- Exercise set -
**A.** Please print the part of the letter to Grandma that opens with the words containing "I think of the love" and closes with "heart you had.", copying it word for word.
**B.** Answer these questions using the letter to Grandma:
(i) How many grandchildren were in the family?
(ii) Where were the summers on the porch spent?
(iii) What flowers did Grandma love?

- Page -
== == ==
Dear Grandma,
It has felt like I haven’t seen you forever. Even though it has been a while, there is no day that I don’t think about you.
I know you are in a place full of love and joy. A place that is full of harmony and all the cookbooks in existence. A part of me still wishes you were by my side because I can’t help but miss you.
Sometimes I feel angry and cheated. Sometimes I can admit that everything is different now, and sometimes I am utterly heartbroken. I was not ready to say goodbye that night, and I still don’t want to.
I think of the love you gave to our family, full of eight grandchildren and your four children. I think of the days we spent in the car singing to Lady Antebellum and the kind heart you had.
It’s hard to forget someone who gave me so much to remember. You gave me beautiful memories of summers on the porch in Ocean City and laughter with our family. You gave me inside jokes to laugh about, even when you weren’t around. You gave me the most incredible gifts you had to offer — wisdom, love, time, and understanding.
It’s hard because there is so much we never got to do. I never got to ask you why you loved moonlight lilies or the song “I Need You Now.” Although I will never know those reasons, every time I hear that song, I think of you. I never got to tell you all the stories about my adventures in Costa Rica or the Dominican Republic. We never got to every detail of your most treasured memory or relationships that have broken my heart. Most importantly, my biggest regret, I never got one more opportunity to tell you how much you mean to me.
== == ==
- Extracted records -
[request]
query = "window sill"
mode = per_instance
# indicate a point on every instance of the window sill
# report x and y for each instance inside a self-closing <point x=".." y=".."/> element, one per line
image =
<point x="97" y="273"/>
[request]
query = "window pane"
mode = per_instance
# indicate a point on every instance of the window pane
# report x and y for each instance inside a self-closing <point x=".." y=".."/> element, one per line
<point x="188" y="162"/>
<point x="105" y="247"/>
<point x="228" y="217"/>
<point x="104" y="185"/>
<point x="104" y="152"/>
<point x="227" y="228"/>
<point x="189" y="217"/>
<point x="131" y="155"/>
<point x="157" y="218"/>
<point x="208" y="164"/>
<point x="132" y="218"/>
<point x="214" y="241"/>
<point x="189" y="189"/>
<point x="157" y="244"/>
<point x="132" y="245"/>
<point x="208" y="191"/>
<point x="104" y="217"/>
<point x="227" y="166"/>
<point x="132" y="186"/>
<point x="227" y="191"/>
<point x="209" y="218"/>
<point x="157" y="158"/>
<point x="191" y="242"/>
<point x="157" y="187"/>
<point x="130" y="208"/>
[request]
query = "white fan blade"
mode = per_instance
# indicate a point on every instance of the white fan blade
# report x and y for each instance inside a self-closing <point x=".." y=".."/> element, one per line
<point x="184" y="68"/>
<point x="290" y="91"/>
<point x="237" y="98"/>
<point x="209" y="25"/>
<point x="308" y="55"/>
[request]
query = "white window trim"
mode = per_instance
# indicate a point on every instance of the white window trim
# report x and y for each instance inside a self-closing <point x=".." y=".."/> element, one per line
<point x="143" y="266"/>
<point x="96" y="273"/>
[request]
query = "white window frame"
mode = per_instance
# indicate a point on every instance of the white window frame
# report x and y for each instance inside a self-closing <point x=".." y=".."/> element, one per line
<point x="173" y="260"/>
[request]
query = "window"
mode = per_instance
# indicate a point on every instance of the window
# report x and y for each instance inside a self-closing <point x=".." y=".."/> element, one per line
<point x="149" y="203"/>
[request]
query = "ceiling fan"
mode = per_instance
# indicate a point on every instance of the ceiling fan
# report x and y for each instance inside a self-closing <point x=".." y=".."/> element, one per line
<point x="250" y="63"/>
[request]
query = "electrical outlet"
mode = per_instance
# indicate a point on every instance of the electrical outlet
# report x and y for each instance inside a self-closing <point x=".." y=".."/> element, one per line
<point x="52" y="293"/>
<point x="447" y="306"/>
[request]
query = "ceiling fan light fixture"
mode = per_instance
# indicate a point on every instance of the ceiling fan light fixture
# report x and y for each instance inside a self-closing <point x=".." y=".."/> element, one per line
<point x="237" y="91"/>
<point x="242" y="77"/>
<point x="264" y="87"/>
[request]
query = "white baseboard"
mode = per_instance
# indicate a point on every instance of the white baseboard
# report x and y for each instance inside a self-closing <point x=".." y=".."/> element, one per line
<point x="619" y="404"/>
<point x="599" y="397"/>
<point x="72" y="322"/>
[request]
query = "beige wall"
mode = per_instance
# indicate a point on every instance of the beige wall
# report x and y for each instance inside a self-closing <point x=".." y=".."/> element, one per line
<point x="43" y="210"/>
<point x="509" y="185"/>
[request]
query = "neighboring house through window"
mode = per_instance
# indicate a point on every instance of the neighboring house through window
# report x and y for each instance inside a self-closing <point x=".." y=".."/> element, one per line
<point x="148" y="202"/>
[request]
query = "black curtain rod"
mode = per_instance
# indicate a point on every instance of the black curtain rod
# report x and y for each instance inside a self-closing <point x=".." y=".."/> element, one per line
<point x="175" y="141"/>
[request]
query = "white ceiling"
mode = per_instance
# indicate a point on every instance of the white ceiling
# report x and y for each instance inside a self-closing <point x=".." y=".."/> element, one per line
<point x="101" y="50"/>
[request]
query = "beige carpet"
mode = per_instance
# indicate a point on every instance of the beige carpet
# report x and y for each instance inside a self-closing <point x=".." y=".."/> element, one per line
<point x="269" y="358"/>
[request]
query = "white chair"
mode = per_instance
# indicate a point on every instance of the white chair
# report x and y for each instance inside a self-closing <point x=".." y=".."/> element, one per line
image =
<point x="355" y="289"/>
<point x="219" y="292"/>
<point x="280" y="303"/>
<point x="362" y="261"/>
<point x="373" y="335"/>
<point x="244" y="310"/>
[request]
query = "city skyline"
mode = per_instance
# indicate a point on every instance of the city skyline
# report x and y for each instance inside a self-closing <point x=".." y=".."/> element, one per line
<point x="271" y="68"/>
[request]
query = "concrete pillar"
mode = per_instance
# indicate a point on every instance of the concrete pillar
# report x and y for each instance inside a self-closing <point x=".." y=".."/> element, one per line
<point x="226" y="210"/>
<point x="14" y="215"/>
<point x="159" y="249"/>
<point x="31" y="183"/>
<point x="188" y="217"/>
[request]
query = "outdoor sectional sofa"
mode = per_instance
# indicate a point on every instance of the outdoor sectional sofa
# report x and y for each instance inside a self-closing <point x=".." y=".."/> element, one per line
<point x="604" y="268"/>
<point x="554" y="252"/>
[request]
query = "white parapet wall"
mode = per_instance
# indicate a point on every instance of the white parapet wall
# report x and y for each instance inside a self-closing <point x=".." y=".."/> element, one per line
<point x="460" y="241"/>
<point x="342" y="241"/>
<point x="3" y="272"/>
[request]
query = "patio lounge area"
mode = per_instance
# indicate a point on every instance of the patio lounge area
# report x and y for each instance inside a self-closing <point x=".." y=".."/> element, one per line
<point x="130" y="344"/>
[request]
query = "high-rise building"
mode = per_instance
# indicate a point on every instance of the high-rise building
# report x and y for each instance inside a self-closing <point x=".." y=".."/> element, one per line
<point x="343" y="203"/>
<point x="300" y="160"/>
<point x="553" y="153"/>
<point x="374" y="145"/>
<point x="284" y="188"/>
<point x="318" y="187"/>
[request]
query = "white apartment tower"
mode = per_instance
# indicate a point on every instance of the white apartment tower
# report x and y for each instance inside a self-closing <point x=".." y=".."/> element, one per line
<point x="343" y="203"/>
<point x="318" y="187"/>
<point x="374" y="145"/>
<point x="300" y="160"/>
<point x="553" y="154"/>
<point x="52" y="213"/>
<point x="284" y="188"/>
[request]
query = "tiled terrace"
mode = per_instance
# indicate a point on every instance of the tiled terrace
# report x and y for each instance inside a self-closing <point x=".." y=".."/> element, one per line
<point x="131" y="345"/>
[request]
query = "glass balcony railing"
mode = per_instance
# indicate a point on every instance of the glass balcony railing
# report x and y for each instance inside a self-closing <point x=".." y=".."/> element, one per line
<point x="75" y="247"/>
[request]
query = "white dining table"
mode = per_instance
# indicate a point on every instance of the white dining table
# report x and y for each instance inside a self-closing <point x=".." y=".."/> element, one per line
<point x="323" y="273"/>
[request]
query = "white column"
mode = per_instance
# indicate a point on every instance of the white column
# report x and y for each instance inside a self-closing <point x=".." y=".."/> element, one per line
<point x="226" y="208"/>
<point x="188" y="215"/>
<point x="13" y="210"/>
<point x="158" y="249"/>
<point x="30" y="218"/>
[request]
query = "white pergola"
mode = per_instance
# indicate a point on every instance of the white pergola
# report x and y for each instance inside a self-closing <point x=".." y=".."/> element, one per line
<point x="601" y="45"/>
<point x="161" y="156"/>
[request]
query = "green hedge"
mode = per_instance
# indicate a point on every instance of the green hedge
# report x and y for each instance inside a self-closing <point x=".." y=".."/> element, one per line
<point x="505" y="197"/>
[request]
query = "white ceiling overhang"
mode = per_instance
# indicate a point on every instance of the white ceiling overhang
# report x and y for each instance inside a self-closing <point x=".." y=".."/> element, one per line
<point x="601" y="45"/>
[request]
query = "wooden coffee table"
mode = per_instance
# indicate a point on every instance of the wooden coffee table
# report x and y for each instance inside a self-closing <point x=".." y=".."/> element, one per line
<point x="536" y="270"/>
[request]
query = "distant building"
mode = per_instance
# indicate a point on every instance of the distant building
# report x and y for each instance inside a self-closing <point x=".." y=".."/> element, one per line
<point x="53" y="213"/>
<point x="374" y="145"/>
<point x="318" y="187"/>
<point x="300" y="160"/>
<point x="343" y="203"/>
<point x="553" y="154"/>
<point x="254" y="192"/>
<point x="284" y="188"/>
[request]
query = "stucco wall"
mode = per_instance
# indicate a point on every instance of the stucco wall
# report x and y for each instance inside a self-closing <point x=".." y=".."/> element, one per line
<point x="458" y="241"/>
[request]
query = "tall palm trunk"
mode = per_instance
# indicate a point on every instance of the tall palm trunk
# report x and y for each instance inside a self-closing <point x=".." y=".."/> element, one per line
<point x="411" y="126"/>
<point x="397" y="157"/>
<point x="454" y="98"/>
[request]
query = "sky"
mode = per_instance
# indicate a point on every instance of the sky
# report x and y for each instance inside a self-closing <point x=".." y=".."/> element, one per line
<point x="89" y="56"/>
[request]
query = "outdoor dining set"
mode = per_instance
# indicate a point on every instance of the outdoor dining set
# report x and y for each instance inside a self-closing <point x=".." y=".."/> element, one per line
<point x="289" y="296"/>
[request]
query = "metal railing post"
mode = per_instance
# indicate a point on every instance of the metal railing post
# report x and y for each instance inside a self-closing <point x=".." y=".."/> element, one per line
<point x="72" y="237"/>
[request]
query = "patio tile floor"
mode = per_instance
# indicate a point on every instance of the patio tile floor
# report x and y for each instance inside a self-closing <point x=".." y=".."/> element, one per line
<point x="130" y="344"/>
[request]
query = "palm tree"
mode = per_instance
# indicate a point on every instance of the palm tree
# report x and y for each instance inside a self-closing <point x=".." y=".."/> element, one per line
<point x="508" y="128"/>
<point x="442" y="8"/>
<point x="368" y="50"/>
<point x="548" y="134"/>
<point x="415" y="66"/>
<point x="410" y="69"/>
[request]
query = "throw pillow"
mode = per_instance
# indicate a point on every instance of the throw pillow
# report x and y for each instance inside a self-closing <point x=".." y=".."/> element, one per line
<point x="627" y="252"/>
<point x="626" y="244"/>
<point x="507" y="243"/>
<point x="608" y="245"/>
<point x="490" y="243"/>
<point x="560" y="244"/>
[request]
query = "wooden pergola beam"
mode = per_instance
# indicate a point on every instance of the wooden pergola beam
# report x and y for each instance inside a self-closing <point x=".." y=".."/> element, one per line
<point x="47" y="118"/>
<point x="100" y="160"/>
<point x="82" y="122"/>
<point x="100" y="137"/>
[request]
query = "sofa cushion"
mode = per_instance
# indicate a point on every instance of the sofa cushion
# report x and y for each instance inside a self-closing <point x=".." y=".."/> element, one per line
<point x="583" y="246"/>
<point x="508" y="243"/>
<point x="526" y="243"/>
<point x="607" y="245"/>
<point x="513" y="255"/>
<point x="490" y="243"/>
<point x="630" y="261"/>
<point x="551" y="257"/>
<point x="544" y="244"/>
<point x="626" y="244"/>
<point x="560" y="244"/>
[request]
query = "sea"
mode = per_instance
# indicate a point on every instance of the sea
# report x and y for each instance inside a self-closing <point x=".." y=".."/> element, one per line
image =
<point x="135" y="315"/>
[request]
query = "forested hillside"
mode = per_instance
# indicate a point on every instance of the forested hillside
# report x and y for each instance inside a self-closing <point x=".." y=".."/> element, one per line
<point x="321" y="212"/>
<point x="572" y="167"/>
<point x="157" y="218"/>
== == ==
- Responses to the tasks -
**A.**
I think of the love you gave to our family, full of eight grandchildren and your four children. I think of the days we spent in the car singing to Lady Antebellum and the kind heart you had.

**B.**
(i) Eight
(ii) Ocean City
(iii) Moonlight lilies